Exercise details: Return each line of the entries that mentions the word "below".

Exercise data:
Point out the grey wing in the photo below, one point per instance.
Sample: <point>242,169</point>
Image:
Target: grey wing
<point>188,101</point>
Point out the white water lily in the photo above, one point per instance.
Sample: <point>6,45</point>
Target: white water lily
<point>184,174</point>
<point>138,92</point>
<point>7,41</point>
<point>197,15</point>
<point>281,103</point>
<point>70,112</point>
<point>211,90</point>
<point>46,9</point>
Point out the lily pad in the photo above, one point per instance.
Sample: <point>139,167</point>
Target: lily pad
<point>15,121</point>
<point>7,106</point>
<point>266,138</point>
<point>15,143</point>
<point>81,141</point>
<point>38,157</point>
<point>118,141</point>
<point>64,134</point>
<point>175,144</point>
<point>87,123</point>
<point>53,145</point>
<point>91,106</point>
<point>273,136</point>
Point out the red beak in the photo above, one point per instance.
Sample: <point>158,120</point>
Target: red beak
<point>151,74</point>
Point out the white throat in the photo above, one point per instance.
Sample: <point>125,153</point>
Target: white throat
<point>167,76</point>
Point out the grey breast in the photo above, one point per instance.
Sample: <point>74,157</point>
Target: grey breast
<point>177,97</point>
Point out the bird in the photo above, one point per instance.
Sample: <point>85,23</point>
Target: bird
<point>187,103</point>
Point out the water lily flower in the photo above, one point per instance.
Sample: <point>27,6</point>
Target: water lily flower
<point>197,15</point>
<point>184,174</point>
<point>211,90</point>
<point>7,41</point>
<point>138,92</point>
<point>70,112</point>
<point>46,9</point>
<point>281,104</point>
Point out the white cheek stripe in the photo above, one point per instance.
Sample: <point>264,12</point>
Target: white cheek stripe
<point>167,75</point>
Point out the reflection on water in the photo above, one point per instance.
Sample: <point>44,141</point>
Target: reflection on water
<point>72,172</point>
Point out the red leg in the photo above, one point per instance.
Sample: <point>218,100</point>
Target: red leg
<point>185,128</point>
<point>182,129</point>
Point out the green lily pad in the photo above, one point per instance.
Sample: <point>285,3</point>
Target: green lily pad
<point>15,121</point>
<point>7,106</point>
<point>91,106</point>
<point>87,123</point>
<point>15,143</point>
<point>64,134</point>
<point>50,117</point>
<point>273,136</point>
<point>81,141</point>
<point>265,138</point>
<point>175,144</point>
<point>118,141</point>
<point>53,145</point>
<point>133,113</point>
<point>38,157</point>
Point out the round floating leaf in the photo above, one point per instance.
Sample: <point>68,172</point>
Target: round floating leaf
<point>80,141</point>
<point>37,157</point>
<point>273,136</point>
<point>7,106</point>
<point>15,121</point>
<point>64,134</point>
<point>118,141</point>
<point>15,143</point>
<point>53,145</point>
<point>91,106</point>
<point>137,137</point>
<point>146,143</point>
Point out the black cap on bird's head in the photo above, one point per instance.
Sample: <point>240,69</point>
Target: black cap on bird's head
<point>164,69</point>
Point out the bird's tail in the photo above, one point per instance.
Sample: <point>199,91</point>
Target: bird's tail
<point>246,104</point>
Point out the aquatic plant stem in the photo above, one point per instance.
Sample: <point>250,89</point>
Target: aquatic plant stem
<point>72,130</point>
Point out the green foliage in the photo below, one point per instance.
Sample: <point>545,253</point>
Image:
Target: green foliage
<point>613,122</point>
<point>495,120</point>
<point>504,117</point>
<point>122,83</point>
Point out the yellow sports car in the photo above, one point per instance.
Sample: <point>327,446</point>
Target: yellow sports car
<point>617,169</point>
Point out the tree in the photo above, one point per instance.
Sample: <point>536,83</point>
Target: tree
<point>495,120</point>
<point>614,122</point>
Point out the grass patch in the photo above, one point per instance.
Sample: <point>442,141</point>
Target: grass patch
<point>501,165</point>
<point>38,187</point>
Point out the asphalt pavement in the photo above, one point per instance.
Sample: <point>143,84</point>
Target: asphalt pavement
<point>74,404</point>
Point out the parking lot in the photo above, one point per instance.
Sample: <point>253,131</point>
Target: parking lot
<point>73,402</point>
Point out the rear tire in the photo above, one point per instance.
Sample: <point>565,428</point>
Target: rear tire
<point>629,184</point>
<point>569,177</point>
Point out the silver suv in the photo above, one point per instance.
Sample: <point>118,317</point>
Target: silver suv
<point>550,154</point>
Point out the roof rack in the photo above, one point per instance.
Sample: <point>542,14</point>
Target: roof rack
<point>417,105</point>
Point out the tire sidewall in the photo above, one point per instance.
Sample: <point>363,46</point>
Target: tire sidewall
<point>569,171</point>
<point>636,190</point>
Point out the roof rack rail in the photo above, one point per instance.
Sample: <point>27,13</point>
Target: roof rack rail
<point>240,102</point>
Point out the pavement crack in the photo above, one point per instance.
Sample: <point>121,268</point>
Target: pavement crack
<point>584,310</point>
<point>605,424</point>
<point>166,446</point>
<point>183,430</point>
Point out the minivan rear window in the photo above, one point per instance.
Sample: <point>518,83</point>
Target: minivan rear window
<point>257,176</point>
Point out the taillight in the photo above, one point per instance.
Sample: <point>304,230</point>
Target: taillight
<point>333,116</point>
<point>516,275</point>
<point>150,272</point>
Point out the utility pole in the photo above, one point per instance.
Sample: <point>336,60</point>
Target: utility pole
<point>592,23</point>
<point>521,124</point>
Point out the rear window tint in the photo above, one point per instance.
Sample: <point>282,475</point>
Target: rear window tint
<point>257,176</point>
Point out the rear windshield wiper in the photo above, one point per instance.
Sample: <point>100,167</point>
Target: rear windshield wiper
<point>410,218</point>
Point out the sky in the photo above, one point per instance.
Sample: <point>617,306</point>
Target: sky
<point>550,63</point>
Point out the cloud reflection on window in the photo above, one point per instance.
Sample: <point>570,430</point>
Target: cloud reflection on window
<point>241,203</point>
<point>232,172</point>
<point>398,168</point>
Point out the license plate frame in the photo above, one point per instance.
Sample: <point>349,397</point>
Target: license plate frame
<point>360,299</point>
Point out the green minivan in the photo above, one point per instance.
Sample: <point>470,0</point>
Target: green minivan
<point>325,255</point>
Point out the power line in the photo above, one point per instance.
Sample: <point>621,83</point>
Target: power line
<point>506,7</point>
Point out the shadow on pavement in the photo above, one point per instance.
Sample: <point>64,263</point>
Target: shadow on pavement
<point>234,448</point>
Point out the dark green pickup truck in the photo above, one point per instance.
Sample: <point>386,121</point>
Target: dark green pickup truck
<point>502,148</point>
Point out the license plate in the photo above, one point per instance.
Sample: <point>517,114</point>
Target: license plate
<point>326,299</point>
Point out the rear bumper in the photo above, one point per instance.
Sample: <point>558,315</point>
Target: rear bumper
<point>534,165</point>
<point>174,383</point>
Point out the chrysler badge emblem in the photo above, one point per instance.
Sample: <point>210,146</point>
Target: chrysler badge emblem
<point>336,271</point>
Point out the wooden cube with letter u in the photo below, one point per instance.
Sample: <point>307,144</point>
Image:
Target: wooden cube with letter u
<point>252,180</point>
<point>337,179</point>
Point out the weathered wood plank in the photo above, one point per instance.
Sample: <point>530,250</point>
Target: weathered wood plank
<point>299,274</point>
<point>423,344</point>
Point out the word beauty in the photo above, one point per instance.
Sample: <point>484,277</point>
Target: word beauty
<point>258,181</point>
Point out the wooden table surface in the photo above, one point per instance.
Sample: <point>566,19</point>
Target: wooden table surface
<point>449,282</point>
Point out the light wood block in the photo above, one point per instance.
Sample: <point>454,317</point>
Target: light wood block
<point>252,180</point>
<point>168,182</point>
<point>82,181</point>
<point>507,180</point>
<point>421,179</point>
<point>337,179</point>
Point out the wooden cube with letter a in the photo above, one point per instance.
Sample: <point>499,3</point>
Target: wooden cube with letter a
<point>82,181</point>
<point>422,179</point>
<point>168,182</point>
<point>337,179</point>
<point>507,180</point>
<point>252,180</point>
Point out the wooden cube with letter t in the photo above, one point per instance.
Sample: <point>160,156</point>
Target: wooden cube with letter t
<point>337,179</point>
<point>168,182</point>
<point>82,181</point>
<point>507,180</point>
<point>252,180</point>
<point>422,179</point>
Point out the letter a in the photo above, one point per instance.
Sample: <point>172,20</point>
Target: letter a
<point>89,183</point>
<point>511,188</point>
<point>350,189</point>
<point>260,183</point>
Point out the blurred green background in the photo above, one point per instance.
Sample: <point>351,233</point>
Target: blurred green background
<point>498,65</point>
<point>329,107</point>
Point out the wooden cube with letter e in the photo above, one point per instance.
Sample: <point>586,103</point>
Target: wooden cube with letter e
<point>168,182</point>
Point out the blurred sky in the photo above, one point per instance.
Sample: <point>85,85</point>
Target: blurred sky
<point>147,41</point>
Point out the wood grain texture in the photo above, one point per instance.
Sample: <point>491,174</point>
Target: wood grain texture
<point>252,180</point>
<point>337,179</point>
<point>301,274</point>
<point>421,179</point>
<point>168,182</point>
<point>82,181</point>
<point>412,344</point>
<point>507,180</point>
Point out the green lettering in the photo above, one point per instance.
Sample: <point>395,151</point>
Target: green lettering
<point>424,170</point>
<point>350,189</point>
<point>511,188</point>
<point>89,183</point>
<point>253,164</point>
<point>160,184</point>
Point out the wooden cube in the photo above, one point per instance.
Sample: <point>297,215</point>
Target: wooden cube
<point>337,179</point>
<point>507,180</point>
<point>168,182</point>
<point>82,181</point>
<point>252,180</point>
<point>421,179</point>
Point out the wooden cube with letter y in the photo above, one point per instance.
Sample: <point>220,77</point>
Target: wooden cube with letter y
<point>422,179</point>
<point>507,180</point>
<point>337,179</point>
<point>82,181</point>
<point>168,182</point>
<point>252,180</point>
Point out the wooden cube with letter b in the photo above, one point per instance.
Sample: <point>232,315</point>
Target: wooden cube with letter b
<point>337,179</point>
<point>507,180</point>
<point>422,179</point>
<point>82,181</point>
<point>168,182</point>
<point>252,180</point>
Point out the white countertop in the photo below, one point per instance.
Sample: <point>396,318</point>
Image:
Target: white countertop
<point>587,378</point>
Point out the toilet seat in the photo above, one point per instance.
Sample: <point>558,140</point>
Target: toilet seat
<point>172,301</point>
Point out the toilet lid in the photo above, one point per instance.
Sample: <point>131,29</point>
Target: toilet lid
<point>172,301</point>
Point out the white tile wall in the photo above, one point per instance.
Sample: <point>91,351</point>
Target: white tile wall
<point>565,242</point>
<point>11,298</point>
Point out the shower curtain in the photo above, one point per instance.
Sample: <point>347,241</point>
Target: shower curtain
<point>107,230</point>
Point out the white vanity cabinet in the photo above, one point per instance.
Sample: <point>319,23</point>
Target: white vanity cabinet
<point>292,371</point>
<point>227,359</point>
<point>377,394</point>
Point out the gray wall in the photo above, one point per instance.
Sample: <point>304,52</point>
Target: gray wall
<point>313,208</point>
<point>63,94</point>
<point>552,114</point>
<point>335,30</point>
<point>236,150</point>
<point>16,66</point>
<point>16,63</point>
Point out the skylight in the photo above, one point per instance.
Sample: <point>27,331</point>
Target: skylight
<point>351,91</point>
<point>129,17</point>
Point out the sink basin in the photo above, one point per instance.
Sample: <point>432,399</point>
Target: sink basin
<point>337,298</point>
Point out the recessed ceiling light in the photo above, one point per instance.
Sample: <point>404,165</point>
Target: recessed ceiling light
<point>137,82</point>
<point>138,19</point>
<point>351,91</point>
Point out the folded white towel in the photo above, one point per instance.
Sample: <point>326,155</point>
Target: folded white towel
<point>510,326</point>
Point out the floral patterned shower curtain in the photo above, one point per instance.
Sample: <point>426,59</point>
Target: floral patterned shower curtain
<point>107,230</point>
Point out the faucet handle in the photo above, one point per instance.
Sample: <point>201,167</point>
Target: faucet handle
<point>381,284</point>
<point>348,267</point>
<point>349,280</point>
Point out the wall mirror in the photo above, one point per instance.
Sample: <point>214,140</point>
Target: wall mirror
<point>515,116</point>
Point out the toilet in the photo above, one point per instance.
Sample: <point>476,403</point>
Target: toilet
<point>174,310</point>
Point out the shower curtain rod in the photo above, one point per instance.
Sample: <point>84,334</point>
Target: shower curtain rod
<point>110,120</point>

The answer:
Point out the grey wing in the photo below, one point per instance.
Point out the green foliage in the photo below, one point per instance.
Point out the wooden cube with letter u in the photo below, one point per instance.
Point out the white countertop in the photo below, one point per instance.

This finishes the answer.